__ANGEZEIGTER TEXT__:

20 Jahre nach Kündigung des ABM-Vertrages durch die USA: Ballistische Raketen neuer Generation

In dieser Woche vor 20 Jahren haben die USA angekündigt, aus dem ABM-Vertrag über die Begrenzung von antiballistischen Raketenabwehrsystemen auszutreten. Er war 1972 zwischen Moskau und Washington unterzeichnet worden. Was hat sich seitdem getan?

Eine Analyse von Michail Chodarjonok

Am 13. Dezember 2001 informierte der damalige US-Präsident George W. Bush Russland förmlich über die Entscheidung der USA, aus dem ABM-Vertrag auszutreten. Der Austritt trat gemäß Artikel 15 des Vertrags sechs Monate später, am 13. Juni 2002, in Kraft. Russland verurteilte diesen Beschluss umgehend als eine Fehlentscheidung und bestand darauf, den bilateralen Vertrag intakt zu halten, unter Berufung auf seine internationale Bedeutung und als "einen Eckpfeiler der strategischen Stabilität und Sicherheit".

__AUFGABE 1__:
Wann trat laut dem Text zum ABM-Vertrag der Austritt der USA in Kraft?
__AUFGABE 2__:
Setze den Text zum ABM-Vertrag bitte nach seinem letzten Satz fort.
Die Datensätze sind eigenständiges Material und gehören nicht zum Text zum ABM-Vertrag.

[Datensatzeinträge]
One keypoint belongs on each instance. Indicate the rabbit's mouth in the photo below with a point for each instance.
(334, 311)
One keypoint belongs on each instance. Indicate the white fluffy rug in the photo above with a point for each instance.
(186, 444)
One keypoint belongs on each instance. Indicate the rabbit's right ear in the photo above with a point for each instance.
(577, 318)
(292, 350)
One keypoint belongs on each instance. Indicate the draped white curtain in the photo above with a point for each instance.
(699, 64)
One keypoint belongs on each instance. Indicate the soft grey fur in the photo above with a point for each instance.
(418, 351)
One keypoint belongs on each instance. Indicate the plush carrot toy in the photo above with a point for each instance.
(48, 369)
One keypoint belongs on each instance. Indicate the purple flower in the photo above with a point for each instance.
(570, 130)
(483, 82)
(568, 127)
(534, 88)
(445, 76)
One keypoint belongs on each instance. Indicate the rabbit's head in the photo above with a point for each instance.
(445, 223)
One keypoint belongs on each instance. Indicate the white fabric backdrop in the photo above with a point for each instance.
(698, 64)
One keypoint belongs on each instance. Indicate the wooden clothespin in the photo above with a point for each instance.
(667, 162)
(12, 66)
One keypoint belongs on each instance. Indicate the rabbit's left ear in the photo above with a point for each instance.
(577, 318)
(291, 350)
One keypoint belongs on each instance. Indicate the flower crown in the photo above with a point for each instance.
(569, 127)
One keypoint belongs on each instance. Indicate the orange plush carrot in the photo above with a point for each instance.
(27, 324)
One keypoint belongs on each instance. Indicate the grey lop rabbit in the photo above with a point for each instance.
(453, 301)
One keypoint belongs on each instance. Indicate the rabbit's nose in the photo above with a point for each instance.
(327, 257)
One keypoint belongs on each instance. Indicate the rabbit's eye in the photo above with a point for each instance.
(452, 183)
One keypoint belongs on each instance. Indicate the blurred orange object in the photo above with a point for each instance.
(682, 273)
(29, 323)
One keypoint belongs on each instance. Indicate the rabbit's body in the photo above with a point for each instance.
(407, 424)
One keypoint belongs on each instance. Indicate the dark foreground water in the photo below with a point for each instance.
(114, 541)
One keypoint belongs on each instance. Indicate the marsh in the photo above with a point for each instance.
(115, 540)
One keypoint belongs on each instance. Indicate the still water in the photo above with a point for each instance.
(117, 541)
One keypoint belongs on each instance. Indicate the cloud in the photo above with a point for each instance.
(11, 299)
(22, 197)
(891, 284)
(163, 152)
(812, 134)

__LÖSUNG 1__:
Am 13. Juni 2002.

__LÖSUNG 2__:
Die USA jedoch hatten wiederholt ihre Absicht bekundet, aus dem Vertrag auszutreten – mit der Begründung, er sei überholt – und um sich den Freiraum zu schaffen, ein eigenes Raketenabwehrsystem zu entwickeln. Alle Experten, die ihr Geld wert sind – sowohl in Russland als auch im Westen – geben jedoch zu, dass kein Raketenabwehrsystem in der Lage sein würde, das Territorium eines Landes zu schützen, das einem ersten, groß angelegten Atomangriff ausgesetzt ist.

Hätte man den Vertrag aufrecht erhalten können?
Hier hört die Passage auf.